Write the data below out exactly as it stands. Do not include the pictures.

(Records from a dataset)

──────────────────────────────

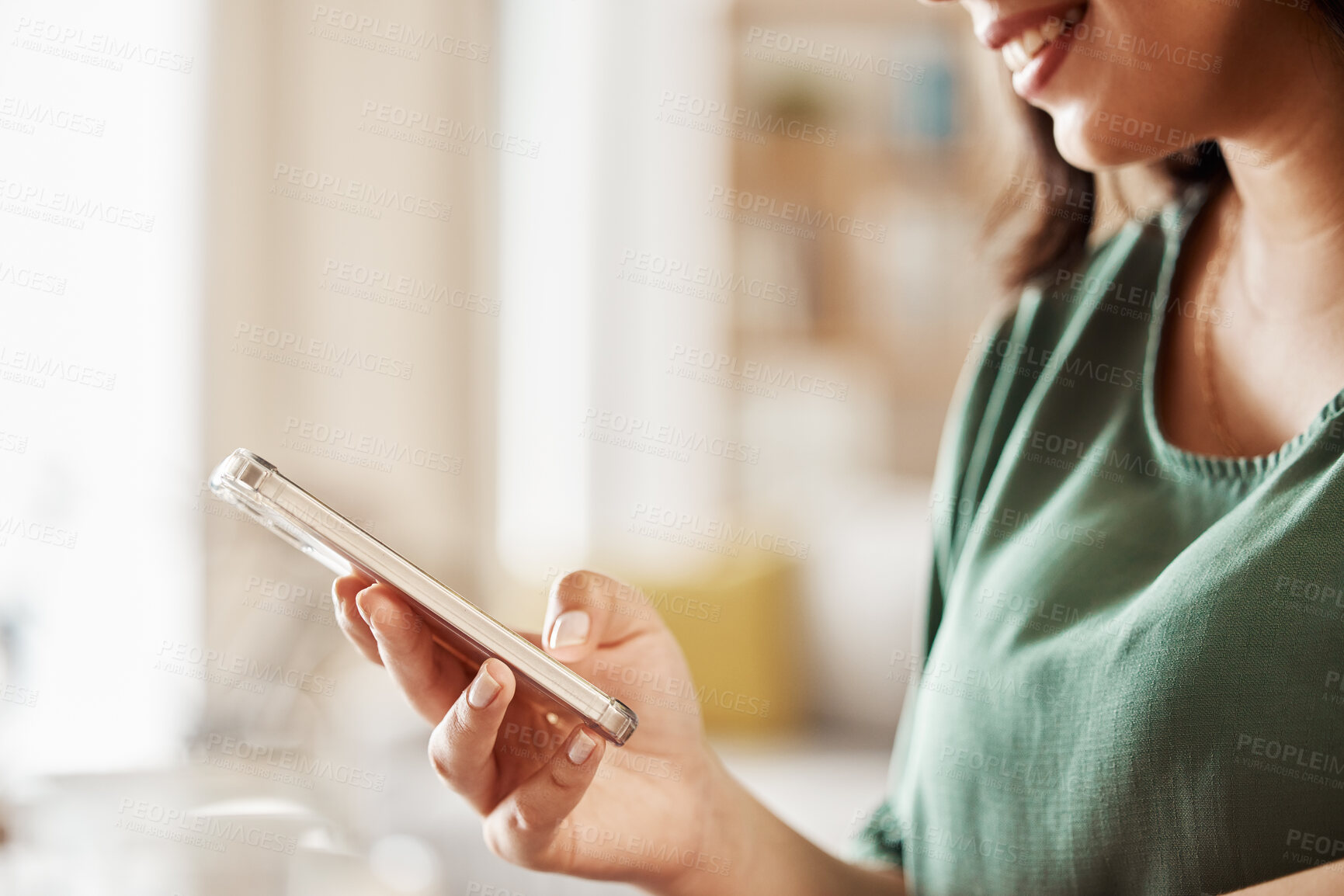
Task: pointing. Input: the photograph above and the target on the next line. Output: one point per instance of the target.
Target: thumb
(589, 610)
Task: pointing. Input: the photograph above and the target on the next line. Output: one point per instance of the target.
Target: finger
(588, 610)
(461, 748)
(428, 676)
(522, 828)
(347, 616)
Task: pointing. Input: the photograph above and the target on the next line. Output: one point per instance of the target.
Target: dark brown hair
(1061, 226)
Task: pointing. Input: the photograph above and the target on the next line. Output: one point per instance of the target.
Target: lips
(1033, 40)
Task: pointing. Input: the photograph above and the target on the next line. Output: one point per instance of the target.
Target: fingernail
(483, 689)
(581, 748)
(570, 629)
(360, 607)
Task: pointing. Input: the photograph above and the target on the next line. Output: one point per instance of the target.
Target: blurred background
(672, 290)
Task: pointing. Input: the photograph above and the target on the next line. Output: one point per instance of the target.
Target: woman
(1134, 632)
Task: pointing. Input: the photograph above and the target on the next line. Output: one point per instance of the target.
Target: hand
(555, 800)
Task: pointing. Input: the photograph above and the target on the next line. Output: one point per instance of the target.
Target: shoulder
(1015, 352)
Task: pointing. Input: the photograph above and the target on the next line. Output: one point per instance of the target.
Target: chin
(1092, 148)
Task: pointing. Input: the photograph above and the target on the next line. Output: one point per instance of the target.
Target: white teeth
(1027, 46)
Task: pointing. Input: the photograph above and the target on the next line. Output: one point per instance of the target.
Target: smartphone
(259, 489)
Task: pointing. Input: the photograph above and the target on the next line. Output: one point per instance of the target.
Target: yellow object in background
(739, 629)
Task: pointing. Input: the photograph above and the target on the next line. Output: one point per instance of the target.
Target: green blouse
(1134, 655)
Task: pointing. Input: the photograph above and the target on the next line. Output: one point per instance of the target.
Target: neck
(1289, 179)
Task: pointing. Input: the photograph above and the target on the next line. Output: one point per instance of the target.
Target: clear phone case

──────────────────────────────

**Task result:**
Task: pointing. Input: the photograph above and the target on the next line. Output: one point per instance of the target.
Target: thumb
(589, 610)
Task: pointing. Input: the photograph above and the target on the next line. Output: one point per instance of the target.
Target: finger
(588, 610)
(461, 748)
(428, 676)
(522, 828)
(347, 616)
Task: pointing. Input: the photograph above and the target on the next line. Output: one point per instance of the target.
Target: dark brown hair
(1061, 226)
Task: pointing. Input: the photograph above and the target on the next line. Output: one point per instance of the target.
Target: lips
(1033, 40)
Task: pointing. Input: the photograph above and the target on the next line. Output: one point per instance of the target.
Target: fingernail
(483, 689)
(581, 748)
(570, 629)
(360, 607)
Task: pointing. Input: the photograph above and the target on the next line. Output: one point per instance of the target.
Target: blurred background
(672, 290)
Task: pointing. Input: the photograph above and the target on the next line. Output: one point per instance of the target.
Target: woman
(1134, 632)
Task: pointing. Input: the photograph above and the target on the next line. Output: one point per instance of the target.
Target: hand
(555, 800)
Task: pointing. Input: the photograph above and the target on the next line. Output: one point per instance of the target.
Target: shoulder
(1015, 352)
Task: pointing. Input: the photograph above and the target on the next line. Output: one point per instance of the target.
Target: chin
(1092, 148)
Task: pointing. Input: the photograph above and the target on the next line. Output: one point per instance of the target.
Target: white teeth
(1027, 46)
Task: pointing. Input: the photograph above and the target on the next line. Output: one point per instance of the target.
Target: smartphone
(259, 489)
Task: pointing. Input: the photograph above and the target on the next line. Output: one point per instance of the target.
Target: yellow object in background
(739, 629)
Task: pointing. Input: the photograph above and the target on the next line. Output: one point per instance of the target.
Target: green blouse
(1134, 655)
Task: pointing. Input: the photograph above and the target on the next line. Output: one point per instance of the target.
Target: neck
(1289, 179)
Task: pointing. Input: the photograph above and the target on the next line. Output: one point per instance of the target.
Target: clear phone case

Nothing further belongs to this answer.